━━━━━ Exercise data ━━━━━

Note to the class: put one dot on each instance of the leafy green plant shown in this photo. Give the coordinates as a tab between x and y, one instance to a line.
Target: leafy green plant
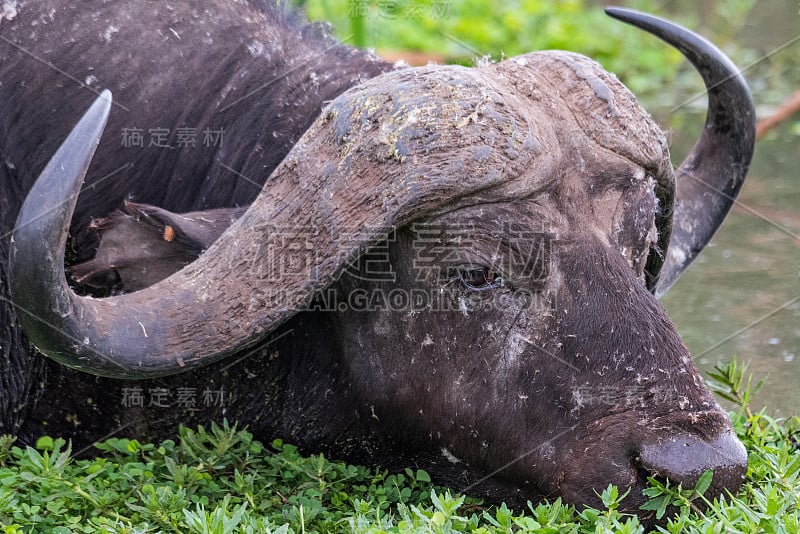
221	480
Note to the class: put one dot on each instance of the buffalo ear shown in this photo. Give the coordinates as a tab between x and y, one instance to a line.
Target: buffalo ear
144	244
710	177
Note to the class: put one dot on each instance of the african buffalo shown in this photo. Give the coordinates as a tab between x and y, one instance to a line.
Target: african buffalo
452	267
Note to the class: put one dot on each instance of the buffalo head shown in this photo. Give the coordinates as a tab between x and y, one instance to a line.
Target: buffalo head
530	207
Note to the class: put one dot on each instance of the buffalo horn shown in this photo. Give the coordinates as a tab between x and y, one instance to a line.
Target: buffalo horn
712	174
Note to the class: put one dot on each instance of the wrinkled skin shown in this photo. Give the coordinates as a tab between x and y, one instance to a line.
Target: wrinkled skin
529	381
581	357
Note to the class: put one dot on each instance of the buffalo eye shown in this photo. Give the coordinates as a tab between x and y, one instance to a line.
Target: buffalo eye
479	279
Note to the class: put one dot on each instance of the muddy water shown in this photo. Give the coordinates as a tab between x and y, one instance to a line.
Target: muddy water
742	295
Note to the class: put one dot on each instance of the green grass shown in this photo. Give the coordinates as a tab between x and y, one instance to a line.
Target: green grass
222	480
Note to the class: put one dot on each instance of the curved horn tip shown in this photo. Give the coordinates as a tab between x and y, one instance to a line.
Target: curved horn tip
711	176
36	271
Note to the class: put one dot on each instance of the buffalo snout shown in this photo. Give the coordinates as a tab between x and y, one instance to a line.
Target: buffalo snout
684	457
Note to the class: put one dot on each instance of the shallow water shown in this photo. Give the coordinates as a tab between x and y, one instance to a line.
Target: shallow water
742	295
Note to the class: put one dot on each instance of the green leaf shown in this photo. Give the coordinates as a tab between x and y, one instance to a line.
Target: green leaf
45	443
704	482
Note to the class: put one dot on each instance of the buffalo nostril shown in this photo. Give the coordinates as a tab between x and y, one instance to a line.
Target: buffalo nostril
683	457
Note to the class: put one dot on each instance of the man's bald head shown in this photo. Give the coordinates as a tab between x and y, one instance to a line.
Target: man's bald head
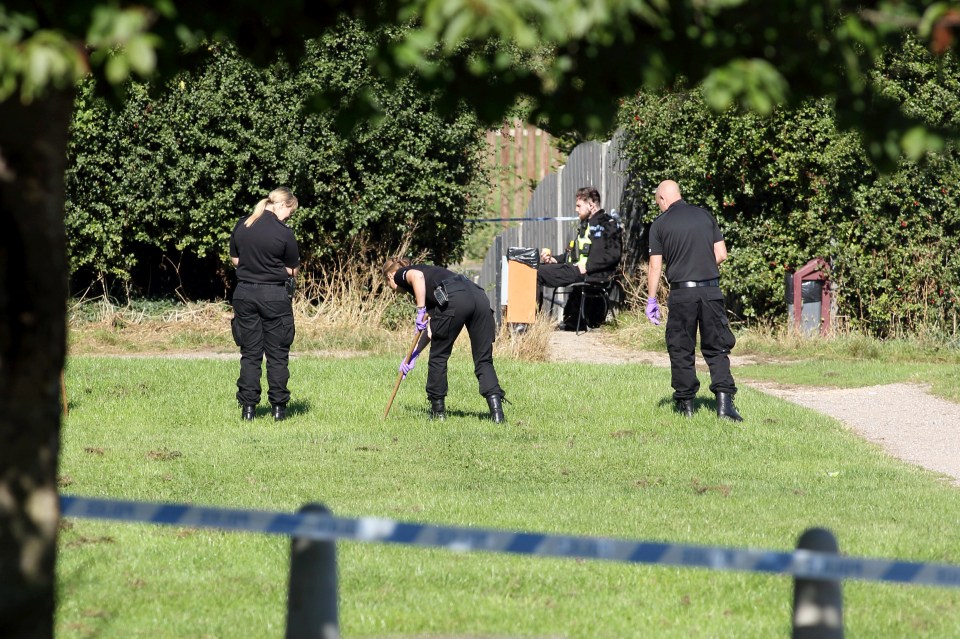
668	192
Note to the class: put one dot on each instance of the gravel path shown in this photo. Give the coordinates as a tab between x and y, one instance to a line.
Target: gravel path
903	419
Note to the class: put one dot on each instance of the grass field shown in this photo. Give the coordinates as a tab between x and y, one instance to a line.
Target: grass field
589	450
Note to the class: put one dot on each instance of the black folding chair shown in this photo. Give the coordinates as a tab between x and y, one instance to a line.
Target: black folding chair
606	296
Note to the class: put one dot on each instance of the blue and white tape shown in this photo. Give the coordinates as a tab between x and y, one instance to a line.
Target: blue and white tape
799	563
561	218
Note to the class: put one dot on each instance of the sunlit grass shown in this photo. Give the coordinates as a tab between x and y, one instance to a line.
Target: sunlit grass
589	449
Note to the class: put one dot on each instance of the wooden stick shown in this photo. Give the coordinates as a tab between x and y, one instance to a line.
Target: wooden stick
396	387
63	394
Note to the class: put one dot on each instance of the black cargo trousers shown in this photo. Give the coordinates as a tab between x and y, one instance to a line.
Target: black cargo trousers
263	325
702	309
468	306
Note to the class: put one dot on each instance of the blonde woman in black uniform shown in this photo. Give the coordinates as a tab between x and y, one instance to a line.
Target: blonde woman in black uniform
465	304
265	253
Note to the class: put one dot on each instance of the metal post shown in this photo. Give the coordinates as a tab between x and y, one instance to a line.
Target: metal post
817	603
312	598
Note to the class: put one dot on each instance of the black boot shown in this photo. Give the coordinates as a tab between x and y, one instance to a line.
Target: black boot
726	409
495	402
437	410
684	406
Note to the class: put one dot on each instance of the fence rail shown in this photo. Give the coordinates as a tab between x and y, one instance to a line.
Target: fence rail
817	574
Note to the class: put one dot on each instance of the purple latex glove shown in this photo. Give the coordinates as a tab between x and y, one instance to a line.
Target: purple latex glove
406	367
422	319
653	311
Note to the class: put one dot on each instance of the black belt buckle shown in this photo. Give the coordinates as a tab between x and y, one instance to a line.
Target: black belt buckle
696	283
441	294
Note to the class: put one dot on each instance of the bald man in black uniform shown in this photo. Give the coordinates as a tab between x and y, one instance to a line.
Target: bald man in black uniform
689	240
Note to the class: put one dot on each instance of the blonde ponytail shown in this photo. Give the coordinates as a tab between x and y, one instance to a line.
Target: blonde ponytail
257	212
394	264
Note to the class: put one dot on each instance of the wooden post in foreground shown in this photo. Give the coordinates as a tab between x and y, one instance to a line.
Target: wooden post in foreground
817	603
312	598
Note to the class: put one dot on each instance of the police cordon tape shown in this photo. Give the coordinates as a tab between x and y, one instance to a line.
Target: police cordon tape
522	219
804	564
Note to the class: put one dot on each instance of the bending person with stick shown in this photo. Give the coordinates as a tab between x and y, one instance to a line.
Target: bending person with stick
453	302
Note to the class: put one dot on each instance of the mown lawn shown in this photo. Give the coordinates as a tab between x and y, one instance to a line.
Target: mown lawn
589	450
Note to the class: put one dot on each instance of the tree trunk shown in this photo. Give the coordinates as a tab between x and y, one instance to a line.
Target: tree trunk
33	296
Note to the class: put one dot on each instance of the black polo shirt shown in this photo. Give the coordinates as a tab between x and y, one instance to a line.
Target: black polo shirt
684	235
432	277
266	249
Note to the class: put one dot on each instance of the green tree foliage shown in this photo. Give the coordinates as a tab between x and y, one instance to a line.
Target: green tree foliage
169	174
792	187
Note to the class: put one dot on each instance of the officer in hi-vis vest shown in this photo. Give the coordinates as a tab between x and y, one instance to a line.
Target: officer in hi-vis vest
592	257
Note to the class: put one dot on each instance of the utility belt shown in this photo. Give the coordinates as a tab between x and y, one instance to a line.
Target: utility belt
450	285
695	283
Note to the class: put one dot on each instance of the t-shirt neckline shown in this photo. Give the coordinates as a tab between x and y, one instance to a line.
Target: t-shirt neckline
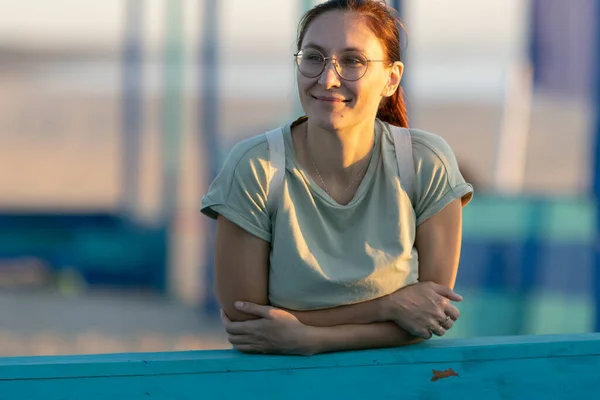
295	167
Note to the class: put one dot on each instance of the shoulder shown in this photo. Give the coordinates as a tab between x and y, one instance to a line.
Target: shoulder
250	150
432	148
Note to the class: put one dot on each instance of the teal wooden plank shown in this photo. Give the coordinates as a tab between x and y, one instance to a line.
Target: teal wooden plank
557	377
222	361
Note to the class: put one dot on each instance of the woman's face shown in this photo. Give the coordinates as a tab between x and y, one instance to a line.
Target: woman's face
330	101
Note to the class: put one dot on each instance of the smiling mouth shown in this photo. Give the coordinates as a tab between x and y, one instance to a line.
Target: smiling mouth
330	99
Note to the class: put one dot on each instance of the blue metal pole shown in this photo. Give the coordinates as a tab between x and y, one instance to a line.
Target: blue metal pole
209	123
131	118
596	167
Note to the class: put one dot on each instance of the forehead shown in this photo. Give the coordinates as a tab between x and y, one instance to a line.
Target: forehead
335	31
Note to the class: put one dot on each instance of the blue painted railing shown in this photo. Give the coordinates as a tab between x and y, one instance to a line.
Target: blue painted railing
521	367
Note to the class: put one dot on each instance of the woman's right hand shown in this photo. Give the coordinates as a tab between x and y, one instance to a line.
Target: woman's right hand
423	309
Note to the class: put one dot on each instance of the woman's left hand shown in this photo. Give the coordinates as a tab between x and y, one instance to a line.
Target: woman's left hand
275	332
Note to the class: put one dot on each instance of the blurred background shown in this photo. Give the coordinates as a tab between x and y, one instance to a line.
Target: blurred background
115	116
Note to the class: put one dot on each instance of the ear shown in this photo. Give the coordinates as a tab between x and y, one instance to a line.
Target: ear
394	78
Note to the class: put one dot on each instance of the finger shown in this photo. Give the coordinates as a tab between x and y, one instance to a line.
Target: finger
241	328
248	348
224	318
423	334
447	323
438	331
448	293
452	311
254	309
239	339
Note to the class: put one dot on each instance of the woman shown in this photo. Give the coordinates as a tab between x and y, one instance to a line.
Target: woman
345	260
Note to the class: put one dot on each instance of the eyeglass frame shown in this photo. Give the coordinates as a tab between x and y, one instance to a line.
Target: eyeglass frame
298	56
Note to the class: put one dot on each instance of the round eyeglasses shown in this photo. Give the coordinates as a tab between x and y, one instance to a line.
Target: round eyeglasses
350	66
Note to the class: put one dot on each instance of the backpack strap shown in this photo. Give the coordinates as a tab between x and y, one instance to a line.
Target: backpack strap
404	157
277	158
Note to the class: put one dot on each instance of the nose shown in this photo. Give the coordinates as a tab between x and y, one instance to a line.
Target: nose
329	77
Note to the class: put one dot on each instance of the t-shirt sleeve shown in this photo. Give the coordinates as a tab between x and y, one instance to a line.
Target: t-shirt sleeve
239	192
438	180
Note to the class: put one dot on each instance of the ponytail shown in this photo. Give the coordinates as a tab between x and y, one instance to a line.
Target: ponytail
393	109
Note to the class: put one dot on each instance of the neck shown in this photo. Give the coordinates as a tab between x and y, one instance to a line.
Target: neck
340	152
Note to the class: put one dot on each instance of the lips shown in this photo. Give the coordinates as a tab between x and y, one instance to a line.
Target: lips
330	99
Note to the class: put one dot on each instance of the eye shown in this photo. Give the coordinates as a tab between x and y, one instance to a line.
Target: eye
352	61
313	57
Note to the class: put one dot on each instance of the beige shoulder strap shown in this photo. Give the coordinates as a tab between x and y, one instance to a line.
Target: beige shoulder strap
404	157
277	158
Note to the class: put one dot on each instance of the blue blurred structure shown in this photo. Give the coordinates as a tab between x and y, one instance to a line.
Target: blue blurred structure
596	165
105	249
131	111
209	124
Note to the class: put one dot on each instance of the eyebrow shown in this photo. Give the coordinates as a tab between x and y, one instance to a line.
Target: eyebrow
322	50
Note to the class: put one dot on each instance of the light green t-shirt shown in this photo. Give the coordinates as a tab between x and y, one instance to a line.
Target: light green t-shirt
324	254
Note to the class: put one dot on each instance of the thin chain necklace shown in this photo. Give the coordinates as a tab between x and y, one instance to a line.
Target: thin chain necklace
321	177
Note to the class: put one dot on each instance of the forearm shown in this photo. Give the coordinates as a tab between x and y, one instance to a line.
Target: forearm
362	313
360	337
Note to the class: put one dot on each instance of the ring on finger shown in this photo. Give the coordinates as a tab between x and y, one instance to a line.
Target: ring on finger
446	321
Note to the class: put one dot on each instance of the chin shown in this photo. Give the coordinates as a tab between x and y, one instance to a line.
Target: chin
330	121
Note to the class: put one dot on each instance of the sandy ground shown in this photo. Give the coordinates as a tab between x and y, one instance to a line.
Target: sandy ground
45	322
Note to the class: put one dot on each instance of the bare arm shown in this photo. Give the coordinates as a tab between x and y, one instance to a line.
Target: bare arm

━━━━━

Task directions: Reproduce every line in the data that has the word "bare" in it.

Exercise result:
Note to the class: put one dot on each instance of the bare arm shown in this photo. Give the coordinates as a tab between x and y, one instance to a line.
Target: bare arm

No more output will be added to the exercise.